/---

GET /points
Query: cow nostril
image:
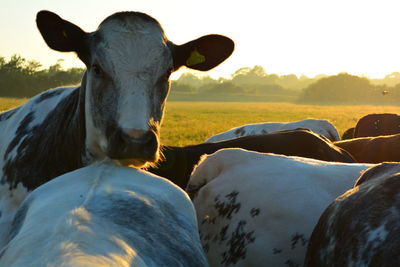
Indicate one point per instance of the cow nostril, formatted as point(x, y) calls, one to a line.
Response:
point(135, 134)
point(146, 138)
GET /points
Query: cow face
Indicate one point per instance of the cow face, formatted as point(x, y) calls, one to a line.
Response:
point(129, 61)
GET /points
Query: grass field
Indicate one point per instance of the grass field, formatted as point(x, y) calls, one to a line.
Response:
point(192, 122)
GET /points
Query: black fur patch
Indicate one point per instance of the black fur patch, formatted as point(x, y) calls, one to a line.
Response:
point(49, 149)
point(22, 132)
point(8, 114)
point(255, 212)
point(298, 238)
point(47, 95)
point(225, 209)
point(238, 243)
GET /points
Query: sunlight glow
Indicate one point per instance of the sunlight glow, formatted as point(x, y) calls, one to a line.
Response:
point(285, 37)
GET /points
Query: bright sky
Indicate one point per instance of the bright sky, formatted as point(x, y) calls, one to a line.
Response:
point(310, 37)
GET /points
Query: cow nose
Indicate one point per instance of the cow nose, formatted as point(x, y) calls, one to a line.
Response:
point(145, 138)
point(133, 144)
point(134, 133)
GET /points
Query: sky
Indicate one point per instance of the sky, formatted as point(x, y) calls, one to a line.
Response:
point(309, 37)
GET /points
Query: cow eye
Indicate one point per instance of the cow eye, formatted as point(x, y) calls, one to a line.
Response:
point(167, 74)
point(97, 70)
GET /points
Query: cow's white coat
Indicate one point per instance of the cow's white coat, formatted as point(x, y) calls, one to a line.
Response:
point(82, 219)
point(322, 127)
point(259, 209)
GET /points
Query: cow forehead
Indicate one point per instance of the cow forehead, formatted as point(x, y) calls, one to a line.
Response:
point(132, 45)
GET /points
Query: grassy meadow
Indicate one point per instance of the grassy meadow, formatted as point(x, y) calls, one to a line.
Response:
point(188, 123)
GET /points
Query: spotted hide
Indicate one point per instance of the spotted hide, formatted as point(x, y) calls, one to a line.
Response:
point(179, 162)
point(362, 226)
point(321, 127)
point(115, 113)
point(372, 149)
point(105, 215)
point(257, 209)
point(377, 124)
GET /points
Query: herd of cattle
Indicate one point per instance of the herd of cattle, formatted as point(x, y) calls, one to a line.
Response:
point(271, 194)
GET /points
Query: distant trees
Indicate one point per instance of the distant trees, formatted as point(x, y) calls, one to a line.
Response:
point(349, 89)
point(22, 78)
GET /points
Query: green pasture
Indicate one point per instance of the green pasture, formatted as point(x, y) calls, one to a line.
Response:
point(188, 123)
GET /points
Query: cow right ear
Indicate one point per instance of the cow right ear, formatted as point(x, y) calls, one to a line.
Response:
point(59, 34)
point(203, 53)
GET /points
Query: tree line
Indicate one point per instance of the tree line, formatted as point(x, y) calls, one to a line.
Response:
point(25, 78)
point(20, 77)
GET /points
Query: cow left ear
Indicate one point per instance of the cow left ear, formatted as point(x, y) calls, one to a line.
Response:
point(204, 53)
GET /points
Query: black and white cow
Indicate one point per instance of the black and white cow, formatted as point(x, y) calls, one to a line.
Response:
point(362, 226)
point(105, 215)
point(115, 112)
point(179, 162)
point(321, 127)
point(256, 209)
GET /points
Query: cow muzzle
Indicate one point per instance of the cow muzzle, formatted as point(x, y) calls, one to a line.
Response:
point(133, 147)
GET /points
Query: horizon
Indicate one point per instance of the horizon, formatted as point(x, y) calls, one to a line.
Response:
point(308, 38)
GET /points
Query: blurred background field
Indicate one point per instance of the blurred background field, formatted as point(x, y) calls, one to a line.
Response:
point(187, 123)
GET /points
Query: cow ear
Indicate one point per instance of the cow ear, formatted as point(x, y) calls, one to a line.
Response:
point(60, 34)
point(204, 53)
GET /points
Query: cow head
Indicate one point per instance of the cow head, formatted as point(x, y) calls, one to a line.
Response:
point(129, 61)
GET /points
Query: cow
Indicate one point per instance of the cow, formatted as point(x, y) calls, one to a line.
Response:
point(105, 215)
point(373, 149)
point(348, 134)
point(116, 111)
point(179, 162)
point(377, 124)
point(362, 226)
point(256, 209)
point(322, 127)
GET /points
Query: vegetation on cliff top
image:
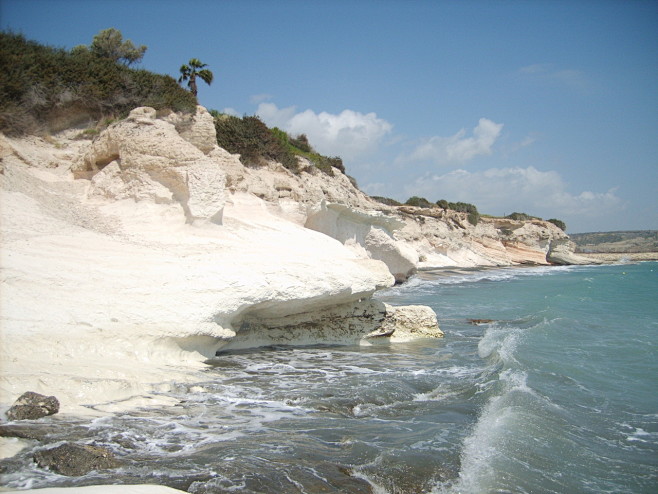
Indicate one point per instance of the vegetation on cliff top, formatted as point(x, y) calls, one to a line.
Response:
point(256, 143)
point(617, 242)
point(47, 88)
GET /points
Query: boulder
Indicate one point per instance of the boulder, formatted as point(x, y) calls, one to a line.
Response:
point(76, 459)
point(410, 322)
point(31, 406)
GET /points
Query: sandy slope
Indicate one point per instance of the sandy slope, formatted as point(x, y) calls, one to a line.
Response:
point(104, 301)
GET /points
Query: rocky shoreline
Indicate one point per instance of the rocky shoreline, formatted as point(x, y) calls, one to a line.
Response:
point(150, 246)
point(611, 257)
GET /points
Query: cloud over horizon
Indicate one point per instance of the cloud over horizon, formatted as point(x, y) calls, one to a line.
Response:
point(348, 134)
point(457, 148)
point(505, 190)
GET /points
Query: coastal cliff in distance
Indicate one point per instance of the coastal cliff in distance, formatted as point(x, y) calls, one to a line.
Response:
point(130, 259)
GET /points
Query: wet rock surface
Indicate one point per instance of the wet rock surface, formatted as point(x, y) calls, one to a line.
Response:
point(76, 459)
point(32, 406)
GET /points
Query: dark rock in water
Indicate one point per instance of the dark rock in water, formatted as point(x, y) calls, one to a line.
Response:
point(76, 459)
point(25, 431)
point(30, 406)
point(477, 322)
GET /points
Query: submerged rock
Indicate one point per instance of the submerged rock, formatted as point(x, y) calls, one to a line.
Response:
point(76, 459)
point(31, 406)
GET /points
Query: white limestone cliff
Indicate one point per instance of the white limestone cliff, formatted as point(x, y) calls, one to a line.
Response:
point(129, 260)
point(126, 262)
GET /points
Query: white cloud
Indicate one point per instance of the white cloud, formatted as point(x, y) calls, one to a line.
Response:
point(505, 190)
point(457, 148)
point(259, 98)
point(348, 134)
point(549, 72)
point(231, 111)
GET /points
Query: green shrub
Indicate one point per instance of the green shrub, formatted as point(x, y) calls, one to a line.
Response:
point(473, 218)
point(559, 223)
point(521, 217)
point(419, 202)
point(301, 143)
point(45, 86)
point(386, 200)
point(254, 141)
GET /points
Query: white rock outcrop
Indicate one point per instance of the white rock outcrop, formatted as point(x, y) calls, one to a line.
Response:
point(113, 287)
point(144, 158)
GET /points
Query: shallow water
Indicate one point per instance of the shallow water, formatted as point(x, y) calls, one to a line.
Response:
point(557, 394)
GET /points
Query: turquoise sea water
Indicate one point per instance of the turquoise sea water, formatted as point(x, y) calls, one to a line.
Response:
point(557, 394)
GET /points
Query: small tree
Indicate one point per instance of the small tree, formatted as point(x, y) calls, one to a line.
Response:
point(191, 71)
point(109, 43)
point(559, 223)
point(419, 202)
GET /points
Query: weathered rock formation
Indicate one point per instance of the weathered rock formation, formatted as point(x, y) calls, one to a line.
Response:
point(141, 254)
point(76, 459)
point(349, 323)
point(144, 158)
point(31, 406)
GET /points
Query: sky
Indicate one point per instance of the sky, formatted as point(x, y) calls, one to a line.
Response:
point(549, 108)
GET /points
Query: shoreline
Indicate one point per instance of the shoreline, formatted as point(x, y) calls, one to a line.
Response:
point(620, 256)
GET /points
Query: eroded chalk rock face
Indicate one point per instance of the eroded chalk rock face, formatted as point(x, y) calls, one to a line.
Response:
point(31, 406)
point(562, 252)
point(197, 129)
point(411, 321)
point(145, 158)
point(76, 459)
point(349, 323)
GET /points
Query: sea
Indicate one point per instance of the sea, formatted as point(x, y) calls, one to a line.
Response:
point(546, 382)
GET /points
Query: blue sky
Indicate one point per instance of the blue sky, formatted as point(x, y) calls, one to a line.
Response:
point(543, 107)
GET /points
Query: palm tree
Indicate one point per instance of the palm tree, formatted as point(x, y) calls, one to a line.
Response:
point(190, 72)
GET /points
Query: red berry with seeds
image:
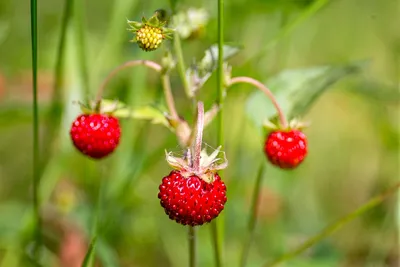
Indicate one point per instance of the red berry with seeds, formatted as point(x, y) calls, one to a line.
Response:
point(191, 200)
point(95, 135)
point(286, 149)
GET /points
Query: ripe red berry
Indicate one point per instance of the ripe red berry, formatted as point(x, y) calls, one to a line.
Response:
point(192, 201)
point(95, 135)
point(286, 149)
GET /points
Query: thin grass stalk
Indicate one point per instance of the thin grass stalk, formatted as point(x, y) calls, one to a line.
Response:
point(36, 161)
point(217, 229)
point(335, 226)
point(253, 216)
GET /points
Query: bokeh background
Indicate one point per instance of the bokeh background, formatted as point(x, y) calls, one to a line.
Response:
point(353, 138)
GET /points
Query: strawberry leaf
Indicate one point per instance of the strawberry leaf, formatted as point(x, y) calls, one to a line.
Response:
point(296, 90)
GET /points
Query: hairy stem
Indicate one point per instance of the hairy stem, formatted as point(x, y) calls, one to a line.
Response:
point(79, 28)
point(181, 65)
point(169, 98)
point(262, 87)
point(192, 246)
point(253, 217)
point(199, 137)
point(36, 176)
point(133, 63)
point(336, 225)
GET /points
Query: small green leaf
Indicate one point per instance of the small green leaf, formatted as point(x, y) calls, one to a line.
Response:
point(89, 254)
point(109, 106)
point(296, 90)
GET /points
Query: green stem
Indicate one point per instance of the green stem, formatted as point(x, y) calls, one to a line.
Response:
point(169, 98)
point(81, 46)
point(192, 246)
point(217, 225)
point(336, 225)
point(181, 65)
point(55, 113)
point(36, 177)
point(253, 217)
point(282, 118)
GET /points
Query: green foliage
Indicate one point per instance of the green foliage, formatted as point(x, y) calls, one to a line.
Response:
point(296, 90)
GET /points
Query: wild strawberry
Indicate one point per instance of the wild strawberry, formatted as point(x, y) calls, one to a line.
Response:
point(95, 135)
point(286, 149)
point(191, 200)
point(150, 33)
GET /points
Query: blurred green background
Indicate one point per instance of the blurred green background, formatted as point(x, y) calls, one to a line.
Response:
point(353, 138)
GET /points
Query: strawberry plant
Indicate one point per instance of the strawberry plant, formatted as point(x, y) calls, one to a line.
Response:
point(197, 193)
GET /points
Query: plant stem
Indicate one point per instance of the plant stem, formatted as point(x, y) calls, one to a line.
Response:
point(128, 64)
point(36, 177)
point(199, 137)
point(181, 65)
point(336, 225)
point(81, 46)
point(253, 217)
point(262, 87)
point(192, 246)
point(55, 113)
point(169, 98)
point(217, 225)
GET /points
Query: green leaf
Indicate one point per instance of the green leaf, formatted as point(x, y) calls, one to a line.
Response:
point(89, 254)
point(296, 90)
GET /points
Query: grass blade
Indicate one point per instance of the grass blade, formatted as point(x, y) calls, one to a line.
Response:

\---

▶ [Task prompt]: Give again every line from the start of the lines above up to and including the line with "point(132, 45)", leaving out the pictures.

▶ [Complete output]:
GET /points
Query: cow nostril
image:
Indicate one point per instance of the cow nostril, formatted as point(x, y) calls, one to a line.
Response:
point(135, 134)
point(146, 138)
GET /points
Query: cow face
Indicate one point per instance of the cow face, formatted as point(x, y) calls, one to a line.
Response:
point(129, 61)
GET /points
Query: grass field
Indicate one point per instance of the grass field, formatted as point(x, y) calls, one to a line.
Response:
point(192, 122)
GET /points
Query: black fur patch
Indicate one point per instance of the black fur patch, formatted as point(x, y) calls, one to a line.
Response:
point(49, 149)
point(22, 132)
point(8, 114)
point(255, 212)
point(298, 238)
point(47, 95)
point(225, 209)
point(238, 243)
GET /points
Query: sunlight glow
Indicate one point per instance of the sunlight glow, formatted as point(x, y) calls, one to a line.
Response:
point(285, 37)
GET /points
Query: bright sky
Indicate one point per instance of the bright sky, formatted as point(x, y) calls, one to a line.
Response:
point(310, 37)
GET /points
Query: cow nose
Indicate one point per instance of the cow nose, formatted as point(x, y) calls, one to a line.
Response:
point(145, 138)
point(133, 144)
point(134, 133)
GET /points
Query: sky
Indicate one point per instance of the sky, formatted as point(x, y) calls, one to a line.
Response:
point(309, 37)
GET /points
Query: cow eye
Indicate one point per instance of the cow eye, formatted as point(x, y) calls, one to a line.
Response:
point(167, 74)
point(97, 70)
GET /points
Query: cow's white coat
Indicate one point per instance of the cow's white coat, formatted as point(x, y) calls, one to a line.
Response:
point(82, 219)
point(322, 127)
point(259, 209)
GET /points
Query: cow forehead
Indicate one point per instance of the cow forehead, formatted as point(x, y) calls, one to a line.
Response:
point(132, 45)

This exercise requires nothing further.